__What you have to do__:
Write down each of the records again, exactly and in full.

__Task inputs__:
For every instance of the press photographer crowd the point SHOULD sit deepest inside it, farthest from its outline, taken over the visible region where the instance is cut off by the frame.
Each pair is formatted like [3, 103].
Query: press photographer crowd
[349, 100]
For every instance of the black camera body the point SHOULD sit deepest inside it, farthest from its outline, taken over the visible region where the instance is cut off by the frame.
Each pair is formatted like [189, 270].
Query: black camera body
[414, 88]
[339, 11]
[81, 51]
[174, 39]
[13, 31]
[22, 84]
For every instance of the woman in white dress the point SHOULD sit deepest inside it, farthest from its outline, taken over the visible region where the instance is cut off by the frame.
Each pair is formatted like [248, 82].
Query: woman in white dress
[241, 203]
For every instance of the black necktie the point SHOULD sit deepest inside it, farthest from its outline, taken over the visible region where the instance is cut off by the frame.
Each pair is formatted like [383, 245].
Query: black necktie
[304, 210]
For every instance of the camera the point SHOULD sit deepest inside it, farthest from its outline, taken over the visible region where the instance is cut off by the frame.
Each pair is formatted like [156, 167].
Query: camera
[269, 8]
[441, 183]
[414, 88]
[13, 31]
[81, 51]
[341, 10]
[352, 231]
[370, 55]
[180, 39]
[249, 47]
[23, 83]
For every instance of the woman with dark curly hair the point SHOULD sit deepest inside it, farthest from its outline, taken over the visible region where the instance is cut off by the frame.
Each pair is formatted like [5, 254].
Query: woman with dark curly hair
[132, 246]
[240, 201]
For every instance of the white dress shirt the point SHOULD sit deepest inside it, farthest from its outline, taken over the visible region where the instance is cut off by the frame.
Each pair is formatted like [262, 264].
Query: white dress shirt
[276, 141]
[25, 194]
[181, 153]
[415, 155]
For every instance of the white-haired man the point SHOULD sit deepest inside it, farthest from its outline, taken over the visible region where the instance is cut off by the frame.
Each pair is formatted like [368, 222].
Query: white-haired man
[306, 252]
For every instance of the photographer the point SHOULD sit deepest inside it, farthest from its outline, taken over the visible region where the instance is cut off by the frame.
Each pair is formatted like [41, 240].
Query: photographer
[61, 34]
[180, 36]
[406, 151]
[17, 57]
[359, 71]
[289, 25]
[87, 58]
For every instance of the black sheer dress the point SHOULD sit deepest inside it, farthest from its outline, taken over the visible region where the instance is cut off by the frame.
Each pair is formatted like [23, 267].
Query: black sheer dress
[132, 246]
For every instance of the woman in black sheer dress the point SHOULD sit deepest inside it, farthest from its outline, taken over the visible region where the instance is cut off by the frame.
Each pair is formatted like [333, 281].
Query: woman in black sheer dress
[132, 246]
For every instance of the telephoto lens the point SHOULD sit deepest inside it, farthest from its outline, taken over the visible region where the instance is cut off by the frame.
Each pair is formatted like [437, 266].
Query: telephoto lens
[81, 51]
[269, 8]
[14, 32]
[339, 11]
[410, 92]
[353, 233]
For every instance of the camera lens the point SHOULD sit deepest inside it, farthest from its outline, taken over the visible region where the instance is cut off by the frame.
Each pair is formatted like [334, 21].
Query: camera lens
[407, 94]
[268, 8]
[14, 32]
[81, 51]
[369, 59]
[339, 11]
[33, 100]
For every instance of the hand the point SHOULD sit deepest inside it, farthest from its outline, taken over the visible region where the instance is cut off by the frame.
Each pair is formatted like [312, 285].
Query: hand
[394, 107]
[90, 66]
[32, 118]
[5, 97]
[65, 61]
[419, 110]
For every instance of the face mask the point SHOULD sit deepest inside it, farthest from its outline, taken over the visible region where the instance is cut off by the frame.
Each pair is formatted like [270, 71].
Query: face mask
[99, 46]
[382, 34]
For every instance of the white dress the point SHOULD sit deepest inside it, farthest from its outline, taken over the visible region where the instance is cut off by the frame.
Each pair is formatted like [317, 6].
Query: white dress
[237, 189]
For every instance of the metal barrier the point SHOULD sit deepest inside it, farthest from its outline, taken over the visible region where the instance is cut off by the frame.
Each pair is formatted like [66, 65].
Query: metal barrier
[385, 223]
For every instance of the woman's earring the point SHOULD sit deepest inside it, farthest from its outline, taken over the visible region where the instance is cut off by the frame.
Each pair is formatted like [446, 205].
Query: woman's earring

__Answer section__:
For every instance of the press photographer crowd the point SHOULD sit deepest inside it, farthest from its outline, taken over the visible region where the instance is cut off by the frame.
Each pair is formatted like [3, 103].
Query: press photographer crowd
[349, 100]
For every instance of the black camera body the point SHOULD sit deepest inside it, farthest from its outline, taken over the visible region where the instance is cut off by the frame.
Each pair is formatted like [189, 270].
Query: black camera body
[414, 88]
[339, 11]
[81, 51]
[174, 39]
[13, 31]
[22, 84]
For every instance of the woman in white dress the point SHOULD sit deepest inside it, farthest from its outline, taken over the visible region where the instance is cut off by the frame.
Each pair is formatted like [248, 82].
Query: woman in white dress
[241, 203]
For every instance of the black necktie the point SHOULD sit deepest inside it, farthest from its outline, taken over the visible region where the instance is cut off by the frame.
Each pair is formatted like [383, 245].
Query: black necktie
[304, 210]
For every instance of the camera the point SHOULD sit deepest inside it, farthest from its outline, taken over the visible region where the instance is cut off by the frame.
Each pair is formatted like [156, 167].
Query: camera
[269, 8]
[441, 183]
[414, 88]
[13, 31]
[81, 51]
[341, 10]
[352, 231]
[370, 55]
[180, 39]
[249, 47]
[23, 83]
For every instance of the woman with dark curly hair the point SHOULD sit deepest inside it, farthest from its outline, taken over the visible region where the instance is cut off by the frame.
Each pair is formatted like [5, 254].
Query: woman with dark curly hair
[132, 246]
[240, 201]
For every instance of the white dress shirt the point SHOULD sit deepest inside it, farthest from its outline, taken over the visible region where the instance is cut off by the frame.
Each pair is formatted like [262, 264].
Query: white dress shirt
[276, 141]
[25, 194]
[181, 153]
[415, 155]
For every instance of the white-haired man the point SHOULD sit deepest inside it, farthest from its outline, taken over the visible region where the instance is cut off by the frame.
Each pair is formatted like [368, 222].
Query: white-haired man
[306, 252]
For every instance of the photographer the point SHOULD sit deepest inside it, farthest from its outline, taken over the visible region where the instance is cut off by the frame.
Each pair is formatted like [41, 240].
Query: photographer
[61, 34]
[180, 36]
[406, 151]
[17, 57]
[359, 71]
[289, 25]
[87, 58]
For every instance of the black sheer dress the point SHOULD sit deepest inside it, farthest from its outline, taken over the visible region where the instance is cut off by the frame.
Each pair is formatted like [23, 267].
Query: black sheer dress
[132, 246]
For every instance of the woman in black sheer dress the point SHOULD sit deepest inside it, farthest from its outline, taken over the visible region where the instance is cut off by the frame.
Each pair is formatted like [333, 281].
Query: woman in black sheer dress
[132, 246]
For every instance of the telephoto lens the point SHOULD sit deepest inside it, farthest from its outline, taken over the visible region where the instance is cut off by the frame.
Each pair is formatted like [437, 266].
Query: telephoto lens
[81, 51]
[269, 8]
[14, 32]
[339, 11]
[410, 92]
[353, 233]
For every instance of the camera lens the point SHOULD sit deepest inside it, farthest from its outline, taken over the visible region where the instance is cut off by the frame.
Each pair is formatted like [334, 21].
Query: camera lens
[407, 94]
[268, 8]
[14, 32]
[81, 51]
[369, 59]
[339, 11]
[33, 100]
For every instance of the hand the point SHOULD sit deepest inside it, farthest from its outline, taken over the visible region where the instance is cut off by the frame.
Each pair is formatted like [312, 285].
Query: hand
[394, 107]
[90, 66]
[32, 118]
[5, 97]
[65, 61]
[419, 110]
For every instance of the face mask the point SHOULD sit deepest inside it, farthest from its outline, taken over the visible region where the instance is cut off by the frame.
Each pair is formatted like [270, 71].
Query: face mask
[99, 46]
[382, 34]
For every instance of the white dress the point SHOULD sit deepest inside it, farthest from its outline, taken over the visible region where the instance is cut off by the frame.
Each pair is formatted like [317, 6].
Query: white dress
[237, 189]
For every instance of the metal barrier the point SHOULD sit deepest inside it, farthest from its outline, taken over the visible region where the instance is cut off by the frame.
Each pair is formatted like [66, 65].
Query: metal barrier
[385, 223]
For every instance of the woman's earring the point SHOULD sit deepest inside it, farthest from its outline, taken over the visible region where the instance is cut off by the frame.
Each pair is formatted like [446, 205].
Query: woman's earring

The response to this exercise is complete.